** Start of DATA ROWS **

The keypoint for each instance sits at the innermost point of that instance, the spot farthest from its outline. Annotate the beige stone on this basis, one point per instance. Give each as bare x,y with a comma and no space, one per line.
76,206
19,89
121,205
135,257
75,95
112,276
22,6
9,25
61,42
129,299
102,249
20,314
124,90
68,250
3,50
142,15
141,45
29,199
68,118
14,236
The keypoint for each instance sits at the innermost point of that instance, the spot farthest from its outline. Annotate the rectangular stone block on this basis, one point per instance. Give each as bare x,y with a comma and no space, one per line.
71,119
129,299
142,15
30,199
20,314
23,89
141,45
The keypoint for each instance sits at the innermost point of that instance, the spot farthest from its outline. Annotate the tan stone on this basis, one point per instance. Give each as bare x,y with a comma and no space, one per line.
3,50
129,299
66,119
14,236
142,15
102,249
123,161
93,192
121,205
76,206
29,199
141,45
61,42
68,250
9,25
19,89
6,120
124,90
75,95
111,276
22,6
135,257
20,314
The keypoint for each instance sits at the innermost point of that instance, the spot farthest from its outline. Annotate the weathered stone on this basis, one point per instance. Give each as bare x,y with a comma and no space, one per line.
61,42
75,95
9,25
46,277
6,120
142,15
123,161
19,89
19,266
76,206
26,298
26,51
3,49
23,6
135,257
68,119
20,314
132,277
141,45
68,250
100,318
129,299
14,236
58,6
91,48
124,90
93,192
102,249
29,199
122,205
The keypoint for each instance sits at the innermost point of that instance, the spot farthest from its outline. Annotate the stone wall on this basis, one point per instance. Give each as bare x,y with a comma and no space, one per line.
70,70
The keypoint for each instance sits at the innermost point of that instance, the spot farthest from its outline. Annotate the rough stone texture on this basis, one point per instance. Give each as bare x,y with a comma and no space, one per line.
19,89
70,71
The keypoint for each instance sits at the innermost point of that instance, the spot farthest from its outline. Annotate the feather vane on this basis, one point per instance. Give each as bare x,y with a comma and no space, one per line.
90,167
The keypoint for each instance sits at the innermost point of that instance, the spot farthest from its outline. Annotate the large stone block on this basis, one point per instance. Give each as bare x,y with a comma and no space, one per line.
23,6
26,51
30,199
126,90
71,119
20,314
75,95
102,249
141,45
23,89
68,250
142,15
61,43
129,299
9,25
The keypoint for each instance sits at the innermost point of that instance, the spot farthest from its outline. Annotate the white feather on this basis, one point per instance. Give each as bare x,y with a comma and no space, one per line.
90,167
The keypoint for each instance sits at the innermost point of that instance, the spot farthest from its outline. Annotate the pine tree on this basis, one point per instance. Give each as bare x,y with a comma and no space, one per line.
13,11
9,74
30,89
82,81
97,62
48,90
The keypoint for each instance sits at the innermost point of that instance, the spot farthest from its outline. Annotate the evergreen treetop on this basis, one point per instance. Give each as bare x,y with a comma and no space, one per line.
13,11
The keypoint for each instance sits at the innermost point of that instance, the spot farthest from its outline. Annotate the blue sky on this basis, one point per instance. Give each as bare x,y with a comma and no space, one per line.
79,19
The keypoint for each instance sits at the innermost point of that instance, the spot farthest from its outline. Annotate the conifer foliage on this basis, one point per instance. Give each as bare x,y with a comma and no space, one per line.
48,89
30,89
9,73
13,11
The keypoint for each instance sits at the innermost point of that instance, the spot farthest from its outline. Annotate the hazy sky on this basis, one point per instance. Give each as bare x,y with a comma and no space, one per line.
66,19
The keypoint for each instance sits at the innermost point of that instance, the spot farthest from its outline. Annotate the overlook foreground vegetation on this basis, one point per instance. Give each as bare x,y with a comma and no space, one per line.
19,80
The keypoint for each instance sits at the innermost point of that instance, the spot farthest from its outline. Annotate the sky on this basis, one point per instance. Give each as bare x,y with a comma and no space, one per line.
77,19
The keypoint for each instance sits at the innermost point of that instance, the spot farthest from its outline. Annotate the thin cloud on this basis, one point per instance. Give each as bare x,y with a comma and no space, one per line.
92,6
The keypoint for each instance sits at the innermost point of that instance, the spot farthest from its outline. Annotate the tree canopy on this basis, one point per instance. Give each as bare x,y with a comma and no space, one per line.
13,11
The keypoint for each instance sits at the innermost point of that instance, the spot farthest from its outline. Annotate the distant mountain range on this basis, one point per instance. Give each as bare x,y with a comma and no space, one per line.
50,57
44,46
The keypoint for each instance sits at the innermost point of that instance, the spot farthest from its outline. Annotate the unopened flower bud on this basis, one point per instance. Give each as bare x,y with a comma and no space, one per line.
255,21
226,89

** End of DATA ROWS **

▶ _TASK DESCRIPTION_
Extract all of the data above and output it character for character.

▶ _ANSWER TO THE TASK_
The keypoint for each instance sits at the innermost point of that instance, the spot farthest from its outline. Annotate the beige stone on this basis, one point per instance. Give each as bare x,y with a comma and no space, one per line.
76,206
19,89
121,205
135,257
75,95
112,276
22,6
9,25
61,42
129,299
102,249
20,314
124,90
68,250
3,50
142,15
141,45
29,199
68,118
14,236
The keypoint for each instance sits at the innermost point of that instance, the spot farthest from its outline. Annotate the rectangular stone block on this basis, one point per instance. Give each as bare x,y with a comma and no space, one per line.
71,119
129,299
142,15
30,199
20,314
23,89
141,45
The keypoint for each instance sits at the innermost point of that instance, the spot farthest from its outline. Annotate the tan stone on this basis, one point per instance. Give each as bare x,y with a comma and no space, one per line.
3,50
129,299
66,119
14,236
142,15
102,249
123,161
93,192
121,205
76,206
29,199
141,45
61,42
68,250
9,25
19,89
6,120
124,90
75,95
111,276
22,6
135,257
20,314
The keypoint for each instance sits at the innermost point of that instance, the spot farthest from its outline. Annotate the weathered stone on this basis, one point per instance. Give each as bare x,y with a comma and no space, one per line.
61,42
75,95
9,25
46,277
6,120
142,15
123,161
19,89
19,266
76,206
26,298
26,51
3,49
23,6
135,257
68,119
20,314
132,277
141,45
68,250
100,318
129,299
14,236
58,6
91,48
124,90
93,192
102,249
29,199
122,205
The keypoint for each instance sits at the innermost point of that instance, the spot farthest from its outline. Annotate the stone wall on this basis, one point per instance. Give each as bare x,y with a comma and no space, one per line.
70,70
The keypoint for each instance sits at the innermost point of that instance, the spot farthest from its outline. Annotate the rough stone texture on this basis, one point per instance. Give each as bare x,y with a comma and no space, one per line.
19,89
70,71
The keypoint for each instance sits at the innermost point of that instance, the spot farthest from its outline. Annotate the feather vane on this basis, one point per instance. Give each as bare x,y with a comma and no space, one per line.
90,167
The keypoint for each instance sits at the innermost point of that instance, the spot farthest from its outline. Annotate the large stone block on this basis, one point per instance. Give each as bare x,y with a comma and no space, one per line.
23,6
26,51
30,199
126,90
71,119
20,314
75,95
102,249
141,45
23,89
68,250
142,15
61,43
129,299
9,25
The keypoint for each instance sits at the innermost point of that instance, the spot farthest from its outline. Annotate the white feather on this basis, one point per instance. Give each as bare x,y with a comma and no space, one per line.
90,167
The keypoint for each instance sits at the innermost point of that instance, the spot farthest from its outline. Annotate the pine tree on this basis, one point per instance. Give each as bare x,y with a comma and no space, one per line.
13,11
9,74
30,89
82,81
97,62
48,90
The keypoint for each instance sits at the innermost point of that instance, the spot farthest from its outline. Annotate the evergreen treetop on this basis, one point per instance. Give each as bare x,y with a comma and no space, one per line.
13,11
The keypoint for each instance sits at the innermost point of that instance, the spot farthest from its outline. Annotate the blue sky on this basis, one point per instance. Give each as bare x,y with a comma and no space, one per line.
79,19
The keypoint for each instance sits at the innermost point of that instance, the spot farthest from its outline. Annotate the conifer foliage on this basis, one point per instance. Give each as bare x,y with a comma and no space, one per line.
48,89
30,89
9,73
13,11
The keypoint for each instance sits at the innermost point of that instance, the spot farthest from its outline. Annotate the hazy sky on this basis, one point per instance. Give each as bare x,y with a comma and no space, one per line.
66,19
The keypoint for each instance sits at the innermost point of that instance, the spot farthest from its outline. Annotate the overlook foreground vegetation on this basis, one point per instance. Give each as bare x,y with a comma and no space, one per line.
19,80
The keypoint for each instance sits at the innermost point of that instance, the spot farthest from its outline. Annotate the sky on this basis, one point per instance. Give each as bare x,y with a comma and no space, one per line.
77,19
The keypoint for each instance sits at the innermost point of that instance, the spot farthest from its outline. Annotate the thin cloud on this basis, one point per instance. Give each as bare x,y with a comma and no space, one per line.
92,6
The keypoint for each instance sits at the innermost point of that instance, the spot farthest from its outline. Annotate the tree canopy on this basis, one point per instance. Give each as bare x,y with a comma and no space, one per line.
13,11
The keypoint for each instance sits at the innermost point of that instance, the spot farthest from its outline. Annotate the distant mountain range on this basis, one point per instance. Give each as bare x,y with a comma and no space, one per line.
50,57
44,46
The keypoint for each instance sits at the innermost point of that instance, the spot farthest from its outline. Annotate the unopened flower bud on this basis, one point per instance. Give each as bare x,y with a comma and no space, one per line.
255,21
226,89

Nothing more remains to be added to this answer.